*Excerpted passage*
·····
[lbo-talk] Goldman on income & poverty

Doug Henwood dhenwood at panix.com
Wed Sep 1 07:19:37 PDT 2004


DAILY FINANCIAL MARKET COMMENT 8/31/04
Goldman Sachs Economics

* Last week, the Census Bureau released its annual report on income, 
poverty, and health insurance coverage in 2003. It found real median 
income stayed about the same while both the number and percentage of 
Americans living in poverty and without health insurance increased 
between 2002 and 2003.

* While a major reason for the weak 2003 numbers was the slow 
economic recovery, especially in the labor market, these indicators 
of well-being also reflect a longer term trend of little progress in 
all three areas.

* This report provides insight into the economy in several ways. 
First, the skew in income growth across socioeconomic classes has 
implications for the composition of consumption. Second, for the 
labor market, rising health insurance costs are increasingly seen as 
not only reducing health care coverage but also slowing employment 
growth.

Income, Poverty, and Health Insurance: Many Left Behind

Last week, the Census Bureau released its annual report on income, 
poverty, and health insurance coverage. This report provides a 
snapshot of the well-being of American families in 2003.

Real median household income was virtually unchanged, declining by 
$63 to $43,318 in 2003 from 2002. This is the fourth consecutive 
decline for median income (the peak in 1999 was $44,922). The poverty 
rate increased to 12.5% in 2003, the third consecutive increase, 
resulting in 1.3 million more Americans living in poverty. The health 
insurance coverage statistics were just as weak, as the number of 
Americans without health insurance increased by 1.6 million, to 45.0 
million. The percentage of Americans without health insurance 
increased to 15.6% from 15.2%, the third consecutive increase.

Because these indicators are generally correlated with the strength 
of the economy, it is likely that the welfare of American families 
improved between 2003 and 2004 as the economy improved (although 
there are still doubts on the labor market recovery). While it is 
easy to blame the weak 2003 income, poverty, and health insurance 
numbers on the economy, it is important to note that there are longer 
term trends reflected in the data.

First, real median household income has grown very slowly over the 
past quarter-century, averaging less than 0.5% a year (declining 
household size only accounts for a small part of this weakness). Real 
mean income growth was double that, averaging more than 1% a year.
·····
*Material*
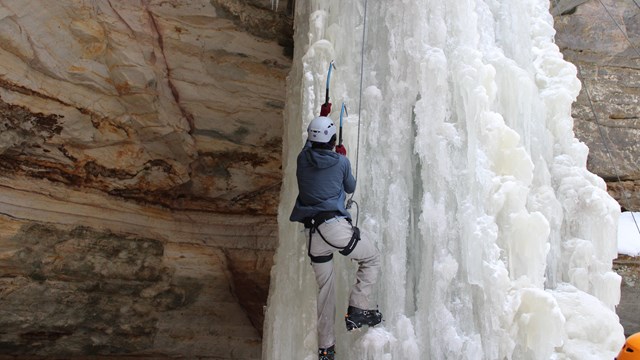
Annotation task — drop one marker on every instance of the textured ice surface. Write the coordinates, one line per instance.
(497, 242)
·····
*Task statement*
List every percentage figure that appears in the Goldman Sachs market comment, in the order it appears.

*Solution to this task*
12.5%, 15.6%, 15.2%, 0.5%, 1%